Every entry must be copied word for word.
--- start DATASET CONTENT ---
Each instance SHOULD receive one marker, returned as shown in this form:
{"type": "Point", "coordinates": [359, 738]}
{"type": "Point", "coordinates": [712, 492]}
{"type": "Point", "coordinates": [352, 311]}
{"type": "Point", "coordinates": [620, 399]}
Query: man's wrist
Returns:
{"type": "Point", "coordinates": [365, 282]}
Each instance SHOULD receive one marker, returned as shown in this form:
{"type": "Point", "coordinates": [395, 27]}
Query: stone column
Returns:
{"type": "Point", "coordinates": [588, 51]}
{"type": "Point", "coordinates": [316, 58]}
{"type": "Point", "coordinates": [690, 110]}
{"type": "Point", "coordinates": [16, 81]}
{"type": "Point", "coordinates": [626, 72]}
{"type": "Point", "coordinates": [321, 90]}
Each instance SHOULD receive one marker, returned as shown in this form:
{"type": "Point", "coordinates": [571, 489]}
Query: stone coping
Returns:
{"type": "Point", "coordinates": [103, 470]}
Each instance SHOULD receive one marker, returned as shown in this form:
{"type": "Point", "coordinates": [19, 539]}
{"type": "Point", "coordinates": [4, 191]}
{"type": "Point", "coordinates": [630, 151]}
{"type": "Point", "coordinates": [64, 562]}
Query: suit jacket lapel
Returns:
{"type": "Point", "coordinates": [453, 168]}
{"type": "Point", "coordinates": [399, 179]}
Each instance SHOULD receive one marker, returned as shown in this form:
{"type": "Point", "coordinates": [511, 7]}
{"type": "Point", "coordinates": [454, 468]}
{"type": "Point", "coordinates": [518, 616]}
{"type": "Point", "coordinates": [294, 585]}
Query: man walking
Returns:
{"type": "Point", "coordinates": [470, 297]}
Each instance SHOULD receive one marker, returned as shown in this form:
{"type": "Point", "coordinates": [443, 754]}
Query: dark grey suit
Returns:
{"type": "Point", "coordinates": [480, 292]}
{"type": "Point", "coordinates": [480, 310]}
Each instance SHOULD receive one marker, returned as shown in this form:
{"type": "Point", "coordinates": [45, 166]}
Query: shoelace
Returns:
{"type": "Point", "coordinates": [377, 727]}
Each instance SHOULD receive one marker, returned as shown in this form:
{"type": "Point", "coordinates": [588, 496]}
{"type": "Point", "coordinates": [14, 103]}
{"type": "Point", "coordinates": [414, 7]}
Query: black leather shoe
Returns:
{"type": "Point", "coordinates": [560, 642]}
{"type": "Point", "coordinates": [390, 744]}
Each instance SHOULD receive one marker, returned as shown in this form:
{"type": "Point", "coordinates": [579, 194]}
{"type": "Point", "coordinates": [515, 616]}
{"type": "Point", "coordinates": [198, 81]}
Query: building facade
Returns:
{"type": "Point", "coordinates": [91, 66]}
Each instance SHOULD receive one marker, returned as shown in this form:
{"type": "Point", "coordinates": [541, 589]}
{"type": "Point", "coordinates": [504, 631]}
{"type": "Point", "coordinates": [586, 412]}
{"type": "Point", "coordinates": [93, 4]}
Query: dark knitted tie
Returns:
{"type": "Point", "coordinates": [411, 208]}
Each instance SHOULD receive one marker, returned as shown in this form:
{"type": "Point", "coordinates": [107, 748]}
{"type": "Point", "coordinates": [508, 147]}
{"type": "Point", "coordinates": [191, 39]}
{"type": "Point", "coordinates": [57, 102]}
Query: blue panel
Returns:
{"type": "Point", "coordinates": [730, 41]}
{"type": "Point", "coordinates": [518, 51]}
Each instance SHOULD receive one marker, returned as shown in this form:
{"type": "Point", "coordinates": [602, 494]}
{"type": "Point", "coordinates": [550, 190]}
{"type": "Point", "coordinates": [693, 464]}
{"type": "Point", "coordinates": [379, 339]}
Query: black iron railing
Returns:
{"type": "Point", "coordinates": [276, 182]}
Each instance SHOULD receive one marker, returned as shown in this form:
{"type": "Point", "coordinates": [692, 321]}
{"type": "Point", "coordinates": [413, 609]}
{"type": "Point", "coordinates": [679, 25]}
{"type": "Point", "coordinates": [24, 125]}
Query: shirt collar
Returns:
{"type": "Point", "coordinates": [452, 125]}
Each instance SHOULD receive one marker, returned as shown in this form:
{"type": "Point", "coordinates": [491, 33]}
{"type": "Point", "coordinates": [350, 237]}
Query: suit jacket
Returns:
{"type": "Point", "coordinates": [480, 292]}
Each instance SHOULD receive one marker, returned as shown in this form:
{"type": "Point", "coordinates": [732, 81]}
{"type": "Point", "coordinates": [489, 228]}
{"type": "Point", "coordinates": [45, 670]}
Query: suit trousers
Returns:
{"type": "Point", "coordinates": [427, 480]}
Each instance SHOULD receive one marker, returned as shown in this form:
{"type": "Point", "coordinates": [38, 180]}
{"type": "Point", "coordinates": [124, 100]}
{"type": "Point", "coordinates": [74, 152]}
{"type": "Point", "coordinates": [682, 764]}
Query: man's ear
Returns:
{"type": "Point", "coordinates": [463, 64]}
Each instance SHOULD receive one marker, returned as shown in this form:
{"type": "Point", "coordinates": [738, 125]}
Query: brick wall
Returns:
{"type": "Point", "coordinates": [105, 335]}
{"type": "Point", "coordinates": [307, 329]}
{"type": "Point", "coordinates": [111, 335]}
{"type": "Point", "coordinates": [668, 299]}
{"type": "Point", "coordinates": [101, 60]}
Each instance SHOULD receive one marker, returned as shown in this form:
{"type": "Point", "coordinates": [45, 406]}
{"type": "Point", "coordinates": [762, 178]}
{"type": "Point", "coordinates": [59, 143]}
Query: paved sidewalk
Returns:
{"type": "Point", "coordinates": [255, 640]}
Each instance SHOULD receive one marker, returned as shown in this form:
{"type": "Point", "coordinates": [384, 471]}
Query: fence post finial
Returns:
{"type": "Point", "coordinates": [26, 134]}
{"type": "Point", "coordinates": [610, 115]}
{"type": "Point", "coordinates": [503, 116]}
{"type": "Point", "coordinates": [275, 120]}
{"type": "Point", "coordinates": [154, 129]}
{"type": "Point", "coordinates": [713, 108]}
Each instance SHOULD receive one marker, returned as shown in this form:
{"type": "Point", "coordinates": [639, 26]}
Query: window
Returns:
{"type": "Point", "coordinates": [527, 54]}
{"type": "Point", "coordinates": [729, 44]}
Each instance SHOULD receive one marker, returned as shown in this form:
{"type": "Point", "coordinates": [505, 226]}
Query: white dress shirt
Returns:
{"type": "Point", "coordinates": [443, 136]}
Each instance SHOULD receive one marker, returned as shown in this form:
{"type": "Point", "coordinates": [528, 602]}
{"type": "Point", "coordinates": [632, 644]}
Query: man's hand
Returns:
--- end DATASET CONTENT ---
- [FULL RESPONSE]
Each instance SHOULD receive one marker, returned as shown in this form:
{"type": "Point", "coordinates": [359, 738]}
{"type": "Point", "coordinates": [712, 492]}
{"type": "Point", "coordinates": [352, 311]}
{"type": "Point", "coordinates": [620, 399]}
Query: man's wrist
Returns:
{"type": "Point", "coordinates": [365, 282]}
Each instance SHOULD receive one marker, returned as shown in this form:
{"type": "Point", "coordinates": [395, 27]}
Query: stone column
Returns:
{"type": "Point", "coordinates": [588, 51]}
{"type": "Point", "coordinates": [316, 58]}
{"type": "Point", "coordinates": [690, 110]}
{"type": "Point", "coordinates": [16, 81]}
{"type": "Point", "coordinates": [626, 72]}
{"type": "Point", "coordinates": [321, 90]}
Each instance SHOULD receive one marker, returned as shown in this form:
{"type": "Point", "coordinates": [571, 489]}
Query: stone coping
Returns:
{"type": "Point", "coordinates": [103, 470]}
Each instance SHOULD receive one marker, returned as shown in this form:
{"type": "Point", "coordinates": [19, 539]}
{"type": "Point", "coordinates": [4, 191]}
{"type": "Point", "coordinates": [630, 151]}
{"type": "Point", "coordinates": [64, 562]}
Query: suit jacket lapel
Returns:
{"type": "Point", "coordinates": [453, 168]}
{"type": "Point", "coordinates": [399, 179]}
Each instance SHOULD receive one marker, returned as shown in this form:
{"type": "Point", "coordinates": [511, 7]}
{"type": "Point", "coordinates": [454, 468]}
{"type": "Point", "coordinates": [518, 616]}
{"type": "Point", "coordinates": [294, 585]}
Query: man walking
Returns:
{"type": "Point", "coordinates": [470, 297]}
Each instance SHOULD receive one marker, returned as shown in this form:
{"type": "Point", "coordinates": [443, 754]}
Query: dark grey suit
Returns:
{"type": "Point", "coordinates": [480, 292]}
{"type": "Point", "coordinates": [480, 310]}
Each instance SHOULD receive one marker, returned as shown in this form:
{"type": "Point", "coordinates": [45, 166]}
Query: shoelace
Returns:
{"type": "Point", "coordinates": [377, 727]}
Each instance SHOULD receive one marker, returned as shown in this form:
{"type": "Point", "coordinates": [588, 496]}
{"type": "Point", "coordinates": [14, 103]}
{"type": "Point", "coordinates": [414, 7]}
Query: black leather shoe
Returns:
{"type": "Point", "coordinates": [560, 642]}
{"type": "Point", "coordinates": [390, 744]}
Each instance SHOULD receive one marker, returned as shown in this form:
{"type": "Point", "coordinates": [579, 194]}
{"type": "Point", "coordinates": [515, 616]}
{"type": "Point", "coordinates": [198, 81]}
Query: building facade
Returns:
{"type": "Point", "coordinates": [91, 66]}
Each instance SHOULD receive one marker, returned as shown in this form:
{"type": "Point", "coordinates": [541, 589]}
{"type": "Point", "coordinates": [504, 631]}
{"type": "Point", "coordinates": [586, 412]}
{"type": "Point", "coordinates": [93, 4]}
Query: dark knitted tie
Returns:
{"type": "Point", "coordinates": [411, 208]}
Each instance SHOULD receive one marker, returned as shown in this form:
{"type": "Point", "coordinates": [107, 748]}
{"type": "Point", "coordinates": [508, 147]}
{"type": "Point", "coordinates": [191, 39]}
{"type": "Point", "coordinates": [57, 102]}
Query: blue panel
Returns:
{"type": "Point", "coordinates": [730, 41]}
{"type": "Point", "coordinates": [518, 51]}
Each instance SHOULD receive one marker, returned as shown in this form:
{"type": "Point", "coordinates": [602, 494]}
{"type": "Point", "coordinates": [550, 190]}
{"type": "Point", "coordinates": [693, 464]}
{"type": "Point", "coordinates": [379, 339]}
Query: black iron railing
Returns:
{"type": "Point", "coordinates": [276, 182]}
Each instance SHOULD receive one marker, returned as shown in this form:
{"type": "Point", "coordinates": [692, 321]}
{"type": "Point", "coordinates": [413, 609]}
{"type": "Point", "coordinates": [679, 25]}
{"type": "Point", "coordinates": [24, 125]}
Query: shirt collar
Returns:
{"type": "Point", "coordinates": [452, 125]}
Each instance SHOULD receive one marker, returned as shown in this form:
{"type": "Point", "coordinates": [491, 33]}
{"type": "Point", "coordinates": [350, 237]}
Query: suit jacket
Returns:
{"type": "Point", "coordinates": [480, 292]}
Each instance SHOULD receive one marker, returned as shown in this form:
{"type": "Point", "coordinates": [732, 81]}
{"type": "Point", "coordinates": [489, 228]}
{"type": "Point", "coordinates": [45, 670]}
Query: suit trousers
Returns:
{"type": "Point", "coordinates": [427, 480]}
Each instance SHOULD receive one marker, returned as shown in this form:
{"type": "Point", "coordinates": [38, 180]}
{"type": "Point", "coordinates": [124, 100]}
{"type": "Point", "coordinates": [74, 152]}
{"type": "Point", "coordinates": [682, 764]}
Query: man's ear
Returns:
{"type": "Point", "coordinates": [463, 64]}
Each instance SHOULD receive one marker, returned as shown in this form:
{"type": "Point", "coordinates": [738, 125]}
Query: brick wall
Returns:
{"type": "Point", "coordinates": [105, 335]}
{"type": "Point", "coordinates": [307, 329]}
{"type": "Point", "coordinates": [111, 335]}
{"type": "Point", "coordinates": [668, 299]}
{"type": "Point", "coordinates": [101, 60]}
Each instance SHOULD receive one marker, returned as shown in this form:
{"type": "Point", "coordinates": [45, 406]}
{"type": "Point", "coordinates": [762, 178]}
{"type": "Point", "coordinates": [59, 143]}
Query: paved sidewalk
Returns:
{"type": "Point", "coordinates": [255, 640]}
Each instance SHOULD receive one marker, returned as shown in this form:
{"type": "Point", "coordinates": [384, 471]}
Query: fence post finial
Returns:
{"type": "Point", "coordinates": [26, 134]}
{"type": "Point", "coordinates": [610, 115]}
{"type": "Point", "coordinates": [503, 116]}
{"type": "Point", "coordinates": [275, 120]}
{"type": "Point", "coordinates": [154, 129]}
{"type": "Point", "coordinates": [713, 108]}
Each instance SHOULD receive one marker, returned as shown in this form:
{"type": "Point", "coordinates": [639, 26]}
Query: window
Returns:
{"type": "Point", "coordinates": [527, 54]}
{"type": "Point", "coordinates": [729, 44]}
Each instance SHOULD receive one marker, returned as shown in this form:
{"type": "Point", "coordinates": [505, 226]}
Query: white dress shirt
Returns:
{"type": "Point", "coordinates": [443, 136]}
Each instance SHOULD receive one marker, returned as shown in this form:
{"type": "Point", "coordinates": [528, 602]}
{"type": "Point", "coordinates": [632, 644]}
Query: man's hand
Returns:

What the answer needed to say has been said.